_TASK INSTRUCTIONS_
Render every line of the data below as a Markdown table with two columns, Row for the row number and Line for the text, skipping blank lines. Leave the pictures out of the table.

_SUPPLIED RECORDS_
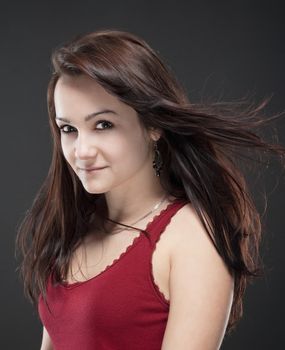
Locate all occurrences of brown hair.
[16,30,285,332]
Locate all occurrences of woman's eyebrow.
[55,109,118,123]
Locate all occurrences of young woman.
[17,30,285,350]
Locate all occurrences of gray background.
[0,0,285,350]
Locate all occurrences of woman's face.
[54,75,158,193]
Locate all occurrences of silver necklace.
[107,195,167,232]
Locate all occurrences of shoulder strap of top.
[146,199,189,244]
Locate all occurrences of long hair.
[16,29,285,333]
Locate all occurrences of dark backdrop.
[0,0,285,350]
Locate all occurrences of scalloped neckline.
[59,198,179,289]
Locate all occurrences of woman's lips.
[80,167,106,173]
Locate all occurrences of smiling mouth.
[80,167,106,173]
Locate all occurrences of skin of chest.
[66,223,172,300]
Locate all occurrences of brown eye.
[96,120,113,130]
[59,125,75,134]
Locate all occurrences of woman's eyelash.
[59,120,113,134]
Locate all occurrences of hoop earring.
[152,141,163,176]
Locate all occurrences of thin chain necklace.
[107,195,167,232]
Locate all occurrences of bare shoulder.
[159,203,234,350]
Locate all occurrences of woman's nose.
[75,135,97,159]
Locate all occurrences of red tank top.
[38,200,187,350]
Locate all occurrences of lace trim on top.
[59,199,180,289]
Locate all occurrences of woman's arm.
[162,204,234,350]
[40,327,53,350]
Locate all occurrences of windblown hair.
[16,29,285,333]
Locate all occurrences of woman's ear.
[149,127,162,141]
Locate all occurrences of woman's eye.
[96,120,113,130]
[59,120,113,134]
[59,125,75,134]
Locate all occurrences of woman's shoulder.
[164,202,213,255]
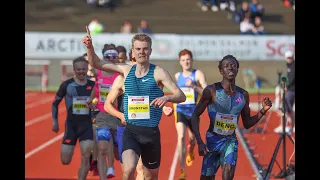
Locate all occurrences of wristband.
[260,109,266,116]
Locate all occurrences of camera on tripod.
[264,71,295,180]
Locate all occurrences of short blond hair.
[131,34,152,48]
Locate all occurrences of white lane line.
[168,145,179,180]
[25,108,66,127]
[24,132,64,159]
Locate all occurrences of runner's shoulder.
[60,78,75,87]
[87,79,95,86]
[236,86,249,96]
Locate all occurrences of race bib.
[180,87,196,104]
[128,96,150,120]
[213,113,238,136]
[72,96,89,115]
[99,84,112,102]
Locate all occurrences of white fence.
[25,32,295,61]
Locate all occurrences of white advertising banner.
[25,32,295,61]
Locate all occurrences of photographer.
[274,51,295,133]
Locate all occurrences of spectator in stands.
[138,20,151,34]
[87,0,98,7]
[98,0,117,11]
[82,53,96,81]
[252,16,266,35]
[283,0,295,10]
[240,13,254,35]
[116,46,128,63]
[120,21,132,33]
[250,0,264,20]
[233,1,250,23]
[220,0,236,12]
[201,0,219,12]
[88,19,104,35]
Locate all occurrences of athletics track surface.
[25,92,294,180]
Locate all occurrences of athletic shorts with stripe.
[96,112,121,147]
[201,132,238,176]
[121,124,161,169]
[62,119,93,146]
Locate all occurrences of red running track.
[25,92,282,180]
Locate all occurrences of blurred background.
[25,0,295,179]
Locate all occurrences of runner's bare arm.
[52,81,68,124]
[191,86,212,144]
[104,76,124,119]
[90,86,96,101]
[241,90,263,129]
[82,26,130,74]
[192,70,207,94]
[154,66,186,103]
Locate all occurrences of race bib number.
[180,87,196,104]
[99,84,112,102]
[213,113,238,135]
[72,96,89,115]
[128,96,150,120]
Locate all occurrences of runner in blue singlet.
[191,55,272,180]
[174,49,207,180]
[82,28,186,180]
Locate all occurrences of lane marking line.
[168,144,179,180]
[25,108,66,127]
[24,132,64,159]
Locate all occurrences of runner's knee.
[189,137,197,145]
[98,141,108,156]
[61,155,72,165]
[143,168,159,180]
[96,128,112,142]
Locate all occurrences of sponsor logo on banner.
[25,32,295,61]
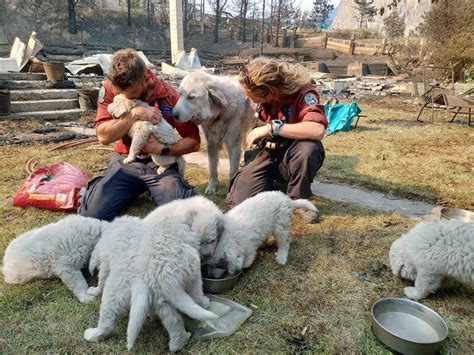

_RESULT_
| Row | Line |
|---|---|
| 1 | Locate all occurrences of brown hair. |
| 2 | [16,30,285,332] |
| 3 | Locate all occurrences of woman's eyebrow. |
| 4 | [55,109,118,123] |
| 5 | Locate all occurrences of young woman. |
| 6 | [17,30,285,350] |
| 7 | Locate all occurrences of gray background. |
| 8 | [0,0,285,350] |
| 9 | Locate all occurrences of woman's face. |
| 10 | [54,75,158,193] |
| 11 | Locate all occurrences of silver necklace. |
| 12 | [107,195,167,232] |
| 13 | Locate all occurrences of shoulder strap of top. |
| 14 | [146,199,189,244] |
| 15 | Locate all occurrences of long hair. |
| 16 | [16,29,285,333] |
| 17 | Locate all occurrences of dark backdrop. |
| 18 | [0,0,285,350] |
| 19 | Locate all occurrences of scalloped neckline. |
| 20 | [59,198,179,289] |
| 21 | Locate all occurrences of woman's lips. |
| 22 | [80,167,106,173] |
| 23 | Locate all occurrences of smiling mouth. |
| 24 | [80,167,106,173] |
| 25 | Locate all occurrences of skin of chest. |
| 26 | [66,223,172,300] |
| 27 | Locate all occurrences of brown eye. |
| 28 | [96,120,113,130] |
| 29 | [59,125,75,134] |
| 30 | Locate all occurrences of woman's eyelash. |
| 31 | [59,120,113,134] |
| 32 | Locate all occurrences of hoop earring. |
| 33 | [152,141,163,176] |
| 34 | Locate all occurrences of thin chain necklace. |
| 35 | [107,195,167,232] |
| 36 | Locate all occurrences of bare shoulder. |
| 37 | [159,203,234,350] |
| 38 | Locate all occurrences of woman's nose. |
| 39 | [75,135,97,159] |
| 40 | Locate all occurrences of red tank top. |
| 41 | [38,200,187,350] |
| 42 | Locate all occurrences of lace trim on top. |
| 43 | [59,199,180,289] |
| 44 | Locate all occurrences of woman's arm. |
| 45 | [162,204,234,350] |
| 46 | [40,327,53,350] |
| 47 | Locate all occurrences of windblown hair. |
| 48 | [16,29,285,333] |
| 49 | Locate all occurrences of woman's ear. |
| 50 | [149,127,162,141] |
| 51 | Locate all occurrences of woman's eye. |
| 52 | [96,120,113,130] |
| 53 | [59,120,113,134] |
| 54 | [59,125,75,134] |
| 55 | Locate all occurrences of woman's shoulder. |
| 56 | [164,202,213,255] |
| 57 | Locate all occurrences of wristband. |
| 58 | [260,109,266,116] |
| 59 | Locate all occurrences of camera on tripod. |
| 60 | [264,71,295,180] |
| 61 | Locate all occurrences of short blond hair. |
| 62 | [131,34,152,48] |
| 63 | Locate all occurrences of white lane line. |
| 64 | [168,145,179,180] |
| 65 | [25,108,66,127] |
| 66 | [24,132,64,159] |
| 67 | Locate all occurrences of runner's shoulder. |
| 68 | [60,78,75,87] |
| 69 | [87,79,95,86] |
| 70 | [236,86,249,96] |
| 71 | Locate all occurrences of race bib. |
| 72 | [180,87,196,104] |
| 73 | [128,96,150,120] |
| 74 | [213,113,238,136] |
| 75 | [72,96,89,115] |
| 76 | [99,84,112,102] |
| 77 | Locate all occurrences of white fence. |
| 78 | [25,32,295,61] |
| 79 | Locate all occurrences of white advertising banner. |
| 80 | [25,32,295,61] |
| 81 | Locate all occurrences of photographer. |
| 82 | [274,51,295,133] |
| 83 | Locate all occurrences of spectator in stands. |
| 84 | [138,20,151,34] |
| 85 | [87,0,98,7] |
| 86 | [98,0,117,11] |
| 87 | [82,53,96,81] |
| 88 | [252,16,266,35] |
| 89 | [283,0,295,10] |
| 90 | [240,13,254,35] |
| 91 | [116,46,128,63] |
| 92 | [120,21,132,33] |
| 93 | [250,0,264,20] |
| 94 | [233,1,250,23] |
| 95 | [220,0,236,12] |
| 96 | [201,0,219,12] |
| 97 | [88,19,104,35] |
| 98 | Locate all occurrences of athletics track surface. |
| 99 | [25,92,294,180] |
| 100 | Locate all occurrences of athletic shorts with stripe. |
| 101 | [96,112,121,147] |
| 102 | [201,132,238,176] |
| 103 | [121,124,161,169] |
| 104 | [62,119,93,146] |
| 105 | Locate all occurrences of red running track. |
| 106 | [25,92,282,180] |
| 107 | Locate all occurrences of blurred background. |
| 108 | [25,0,295,179] |
| 109 | Locate all occurrences of runner's bare arm. |
| 110 | [52,81,68,124] |
| 111 | [191,86,212,144] |
| 112 | [104,76,124,119] |
| 113 | [90,86,96,101] |
| 114 | [241,90,263,129] |
| 115 | [82,26,130,74] |
| 116 | [192,70,207,94] |
| 117 | [154,66,186,103] |
| 118 | Locate all occurrences of race bib number. |
| 119 | [180,87,196,104] |
| 120 | [99,84,112,102] |
| 121 | [213,113,238,135] |
| 122 | [72,96,89,115] |
| 123 | [128,96,150,120] |
| 124 | Locate all occurrences of runner in blue singlet. |
| 125 | [191,55,272,180] |
| 126 | [174,49,207,180] |
| 127 | [82,28,186,180] |
| 128 | Locate all occurrences of lane marking line. |
| 129 | [168,144,179,180] |
| 130 | [25,108,66,127] |
| 131 | [24,132,64,159] |
| 132 | Locate all occurrences of runner's knee. |
| 133 | [189,137,197,145] |
| 134 | [98,141,108,156] |
| 135 | [61,155,72,165] |
| 136 | [143,168,159,180] |
| 137 | [96,128,112,142] |
| 138 | Locate all occurrences of sponsor logo on banner. |
| 139 | [25,32,295,61] |